=== Section Start ===
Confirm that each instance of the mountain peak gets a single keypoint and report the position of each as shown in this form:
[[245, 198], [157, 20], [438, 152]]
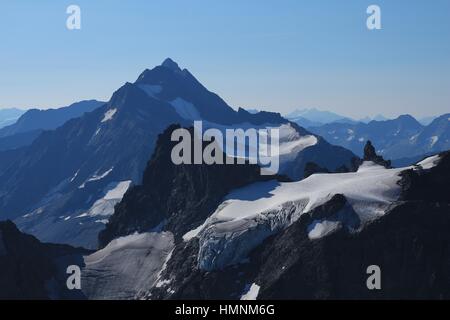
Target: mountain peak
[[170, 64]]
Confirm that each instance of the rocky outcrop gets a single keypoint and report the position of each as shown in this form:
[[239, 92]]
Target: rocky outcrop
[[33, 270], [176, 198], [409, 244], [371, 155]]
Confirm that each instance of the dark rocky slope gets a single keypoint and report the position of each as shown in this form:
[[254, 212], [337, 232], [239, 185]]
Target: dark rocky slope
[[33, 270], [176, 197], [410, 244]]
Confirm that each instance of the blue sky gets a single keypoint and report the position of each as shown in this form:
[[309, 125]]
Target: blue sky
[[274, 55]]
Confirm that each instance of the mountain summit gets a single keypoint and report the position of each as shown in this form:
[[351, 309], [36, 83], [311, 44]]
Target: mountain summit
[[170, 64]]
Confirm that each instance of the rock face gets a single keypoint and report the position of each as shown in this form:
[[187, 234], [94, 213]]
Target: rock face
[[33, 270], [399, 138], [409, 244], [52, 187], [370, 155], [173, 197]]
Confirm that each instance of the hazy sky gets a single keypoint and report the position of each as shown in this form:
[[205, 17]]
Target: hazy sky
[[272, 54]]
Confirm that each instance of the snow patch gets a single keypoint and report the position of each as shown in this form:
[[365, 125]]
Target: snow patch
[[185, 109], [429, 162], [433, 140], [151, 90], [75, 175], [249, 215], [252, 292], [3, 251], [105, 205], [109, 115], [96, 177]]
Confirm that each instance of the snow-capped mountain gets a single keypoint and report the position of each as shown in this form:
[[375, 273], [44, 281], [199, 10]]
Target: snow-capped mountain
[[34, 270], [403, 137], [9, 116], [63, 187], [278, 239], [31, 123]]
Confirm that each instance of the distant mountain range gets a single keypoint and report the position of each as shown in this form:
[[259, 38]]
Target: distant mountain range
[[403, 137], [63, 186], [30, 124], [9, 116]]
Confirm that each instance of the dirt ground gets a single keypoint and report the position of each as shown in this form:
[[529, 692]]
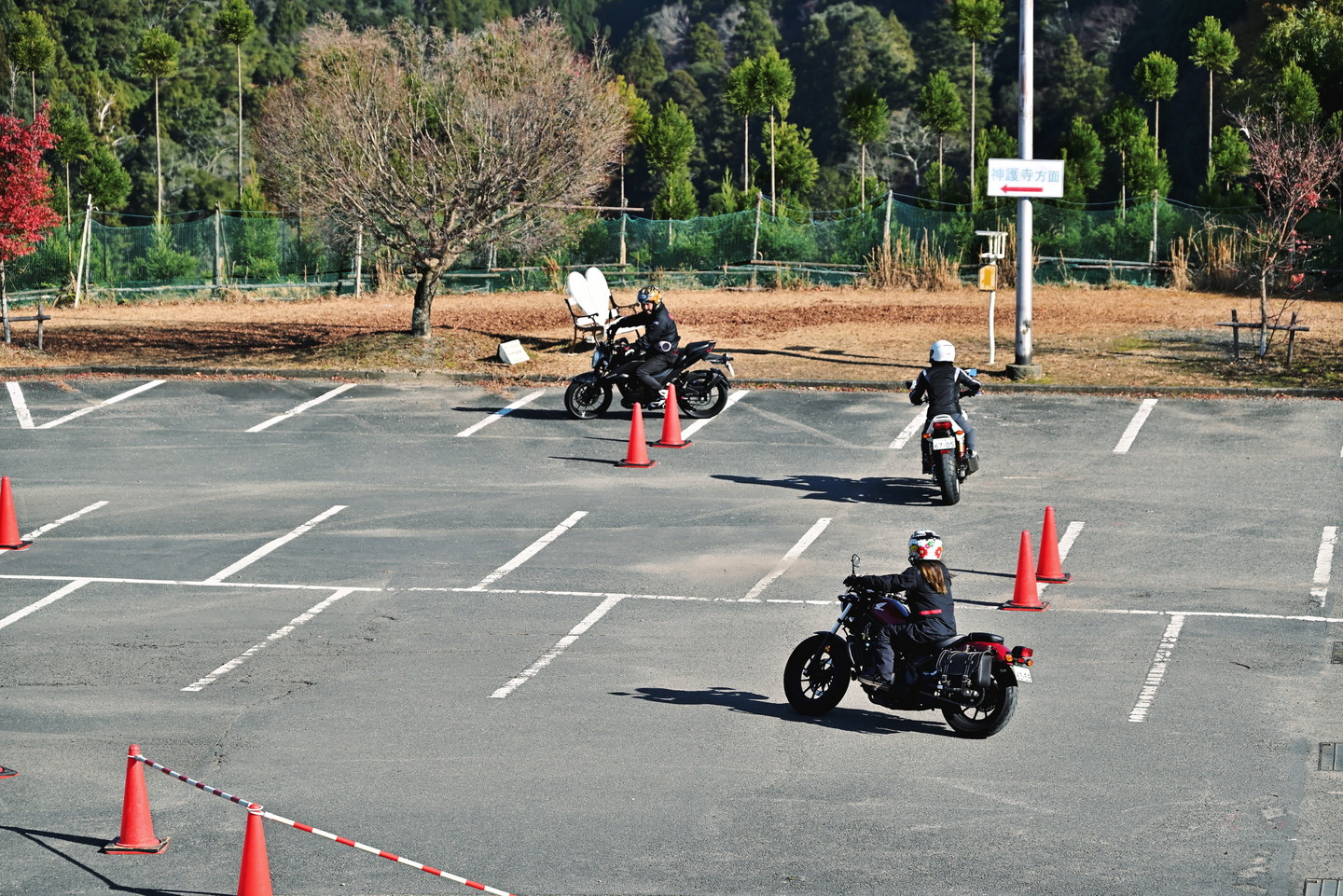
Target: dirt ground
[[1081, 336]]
=== Section End ===
ACTIVITY – Copy range, inclusive: the line holding "Confirm that each instance of the mountain summit" to the line holding "[[187, 234], [94, 213]]". Reproduce exactly those lines of the records above and no others.

ANSWER BOX –
Confirm that each instance of the mountain summit gets a single keypoint and report the position of each as shown in this form:
[[351, 309], [36, 83], [311, 44]]
Target: mountain summit
[[170, 64]]
Confirm that each instance of the rock face gets a single keypoint and report the position of each as shown in this form:
[[187, 234], [94, 213]]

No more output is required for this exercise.